- [WORK REQUIRED]: Your task is to repeat exactly the lines below between the line holding "Query: asphalt road" and the line holding "Might I ask you to point at the building", inclusive, and only those.

═══ ENTRIES PROVIDED

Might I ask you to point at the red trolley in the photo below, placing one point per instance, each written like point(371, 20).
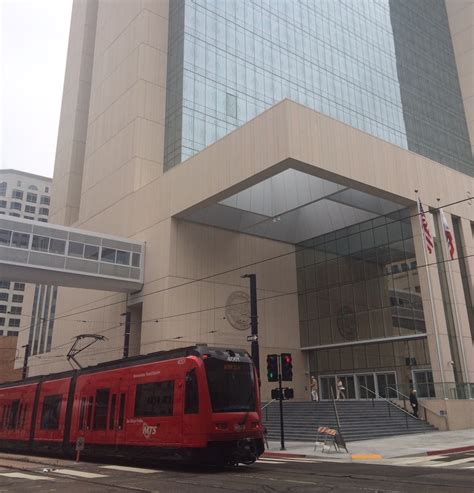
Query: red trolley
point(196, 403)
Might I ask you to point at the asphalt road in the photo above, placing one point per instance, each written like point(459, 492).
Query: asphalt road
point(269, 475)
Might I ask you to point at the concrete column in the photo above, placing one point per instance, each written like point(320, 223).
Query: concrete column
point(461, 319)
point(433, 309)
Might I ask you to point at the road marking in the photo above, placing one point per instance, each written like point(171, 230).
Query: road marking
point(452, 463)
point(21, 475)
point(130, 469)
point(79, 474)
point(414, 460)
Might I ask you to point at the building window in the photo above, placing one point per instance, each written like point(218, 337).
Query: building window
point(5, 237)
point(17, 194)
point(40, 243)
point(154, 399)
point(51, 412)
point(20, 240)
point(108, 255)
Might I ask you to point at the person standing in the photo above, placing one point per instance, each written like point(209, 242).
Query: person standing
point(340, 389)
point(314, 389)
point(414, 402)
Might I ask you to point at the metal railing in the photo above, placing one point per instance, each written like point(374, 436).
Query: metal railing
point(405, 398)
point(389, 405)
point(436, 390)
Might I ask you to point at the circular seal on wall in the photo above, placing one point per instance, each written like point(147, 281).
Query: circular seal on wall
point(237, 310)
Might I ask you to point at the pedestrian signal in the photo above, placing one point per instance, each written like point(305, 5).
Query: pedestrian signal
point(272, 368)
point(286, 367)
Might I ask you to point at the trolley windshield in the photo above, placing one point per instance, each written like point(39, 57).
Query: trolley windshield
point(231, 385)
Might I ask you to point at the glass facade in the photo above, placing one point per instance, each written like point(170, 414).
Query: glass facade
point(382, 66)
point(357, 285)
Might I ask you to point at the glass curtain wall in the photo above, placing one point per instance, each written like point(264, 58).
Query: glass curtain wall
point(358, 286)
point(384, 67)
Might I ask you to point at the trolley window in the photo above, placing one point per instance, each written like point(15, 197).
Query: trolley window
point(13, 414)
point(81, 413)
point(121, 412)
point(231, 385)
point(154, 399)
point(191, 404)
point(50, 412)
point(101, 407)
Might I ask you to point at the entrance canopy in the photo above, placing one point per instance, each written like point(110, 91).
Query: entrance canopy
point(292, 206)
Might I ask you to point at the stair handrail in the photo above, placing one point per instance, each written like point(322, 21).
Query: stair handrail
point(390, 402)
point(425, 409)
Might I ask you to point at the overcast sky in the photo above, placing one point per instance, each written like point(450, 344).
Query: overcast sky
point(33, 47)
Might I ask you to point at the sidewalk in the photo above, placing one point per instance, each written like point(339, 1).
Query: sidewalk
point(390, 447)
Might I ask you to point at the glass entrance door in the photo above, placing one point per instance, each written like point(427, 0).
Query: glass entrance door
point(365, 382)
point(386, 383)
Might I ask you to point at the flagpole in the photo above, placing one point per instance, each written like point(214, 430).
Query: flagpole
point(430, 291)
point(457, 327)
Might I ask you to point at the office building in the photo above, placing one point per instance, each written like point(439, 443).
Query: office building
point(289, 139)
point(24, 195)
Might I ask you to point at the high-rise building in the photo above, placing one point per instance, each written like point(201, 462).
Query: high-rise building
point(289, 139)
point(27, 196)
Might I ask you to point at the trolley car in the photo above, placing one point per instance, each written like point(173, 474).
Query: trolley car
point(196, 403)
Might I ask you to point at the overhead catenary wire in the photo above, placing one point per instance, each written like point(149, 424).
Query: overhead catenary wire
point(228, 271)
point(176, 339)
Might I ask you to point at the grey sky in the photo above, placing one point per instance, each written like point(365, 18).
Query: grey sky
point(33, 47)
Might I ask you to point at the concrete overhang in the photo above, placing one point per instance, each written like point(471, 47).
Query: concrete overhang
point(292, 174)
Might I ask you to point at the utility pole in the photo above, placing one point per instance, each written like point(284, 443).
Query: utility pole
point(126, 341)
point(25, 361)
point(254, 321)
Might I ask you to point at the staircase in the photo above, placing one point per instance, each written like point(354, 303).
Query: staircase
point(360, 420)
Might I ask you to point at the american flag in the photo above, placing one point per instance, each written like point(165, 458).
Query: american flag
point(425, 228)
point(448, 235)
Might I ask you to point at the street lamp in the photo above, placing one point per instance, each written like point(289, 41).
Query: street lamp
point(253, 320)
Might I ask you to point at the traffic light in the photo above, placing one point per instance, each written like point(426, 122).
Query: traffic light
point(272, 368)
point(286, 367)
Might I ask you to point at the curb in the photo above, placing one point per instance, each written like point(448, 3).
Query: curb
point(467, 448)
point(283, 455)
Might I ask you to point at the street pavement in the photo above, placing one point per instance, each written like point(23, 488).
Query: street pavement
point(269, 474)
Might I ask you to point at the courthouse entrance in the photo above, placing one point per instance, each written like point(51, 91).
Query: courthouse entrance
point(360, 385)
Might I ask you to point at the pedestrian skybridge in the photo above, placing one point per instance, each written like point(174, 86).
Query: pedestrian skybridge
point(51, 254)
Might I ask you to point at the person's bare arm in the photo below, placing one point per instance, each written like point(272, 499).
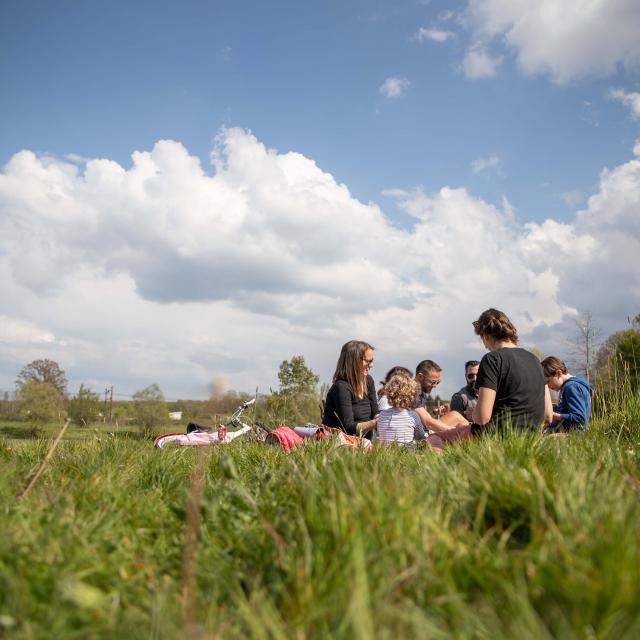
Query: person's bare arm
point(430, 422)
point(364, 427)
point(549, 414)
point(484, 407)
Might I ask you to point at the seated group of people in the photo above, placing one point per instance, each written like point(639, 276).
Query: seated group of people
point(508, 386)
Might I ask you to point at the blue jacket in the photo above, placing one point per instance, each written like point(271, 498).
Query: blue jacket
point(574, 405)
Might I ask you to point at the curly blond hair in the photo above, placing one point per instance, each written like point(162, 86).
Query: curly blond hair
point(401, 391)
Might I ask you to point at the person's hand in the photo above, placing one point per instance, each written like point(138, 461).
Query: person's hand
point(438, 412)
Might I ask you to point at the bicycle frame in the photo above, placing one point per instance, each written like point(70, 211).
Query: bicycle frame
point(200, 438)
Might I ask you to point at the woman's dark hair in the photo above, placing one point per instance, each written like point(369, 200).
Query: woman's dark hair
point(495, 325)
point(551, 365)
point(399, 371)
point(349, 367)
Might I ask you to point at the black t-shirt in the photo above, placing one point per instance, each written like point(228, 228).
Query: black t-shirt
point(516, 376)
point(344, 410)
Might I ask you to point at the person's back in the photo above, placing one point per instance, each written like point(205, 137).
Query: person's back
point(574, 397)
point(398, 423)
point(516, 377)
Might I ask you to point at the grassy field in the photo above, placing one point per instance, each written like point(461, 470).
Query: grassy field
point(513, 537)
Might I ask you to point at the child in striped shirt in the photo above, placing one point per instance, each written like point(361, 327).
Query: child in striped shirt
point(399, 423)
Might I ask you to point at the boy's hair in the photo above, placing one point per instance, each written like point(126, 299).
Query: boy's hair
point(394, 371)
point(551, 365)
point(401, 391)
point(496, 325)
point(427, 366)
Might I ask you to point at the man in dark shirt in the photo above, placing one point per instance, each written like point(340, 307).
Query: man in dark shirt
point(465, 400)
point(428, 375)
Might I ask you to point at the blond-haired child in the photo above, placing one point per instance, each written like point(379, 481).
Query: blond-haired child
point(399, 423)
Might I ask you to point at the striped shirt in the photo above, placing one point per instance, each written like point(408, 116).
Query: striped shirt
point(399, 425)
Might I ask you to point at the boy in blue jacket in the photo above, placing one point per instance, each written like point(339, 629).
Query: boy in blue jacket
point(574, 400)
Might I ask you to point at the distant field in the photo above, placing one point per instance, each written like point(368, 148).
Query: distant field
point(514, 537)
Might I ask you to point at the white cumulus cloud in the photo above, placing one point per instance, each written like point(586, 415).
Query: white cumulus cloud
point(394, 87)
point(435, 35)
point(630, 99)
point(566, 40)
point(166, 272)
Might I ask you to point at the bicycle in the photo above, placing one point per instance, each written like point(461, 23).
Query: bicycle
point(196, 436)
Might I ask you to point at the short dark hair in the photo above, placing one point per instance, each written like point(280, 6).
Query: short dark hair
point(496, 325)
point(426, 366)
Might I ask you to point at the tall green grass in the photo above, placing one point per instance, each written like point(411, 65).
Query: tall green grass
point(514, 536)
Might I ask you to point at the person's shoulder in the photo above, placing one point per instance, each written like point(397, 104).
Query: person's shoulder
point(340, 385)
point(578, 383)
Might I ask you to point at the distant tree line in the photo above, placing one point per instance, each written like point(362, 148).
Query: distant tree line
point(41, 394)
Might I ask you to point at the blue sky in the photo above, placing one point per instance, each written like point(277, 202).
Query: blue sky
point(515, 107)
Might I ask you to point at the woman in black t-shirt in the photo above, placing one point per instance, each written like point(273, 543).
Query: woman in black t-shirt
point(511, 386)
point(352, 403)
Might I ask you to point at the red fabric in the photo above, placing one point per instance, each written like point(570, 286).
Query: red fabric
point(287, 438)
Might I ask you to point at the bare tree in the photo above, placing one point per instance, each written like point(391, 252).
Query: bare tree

══════

- [TASK OUTPUT]:
Query: asphalt road
point(269, 475)
Might I ask you to point at the concrete column in the photo above, placing one point per instance, each written like point(320, 223).
Query: concrete column
point(461, 319)
point(433, 309)
Might I ask you to point at the road marking in the photo above, placing one point per instance, each written like point(171, 230).
Query: road marking
point(452, 463)
point(21, 475)
point(130, 469)
point(79, 474)
point(414, 460)
Might I ask you to point at the building window in the photo above, placing one point per instance, each written like point(218, 337).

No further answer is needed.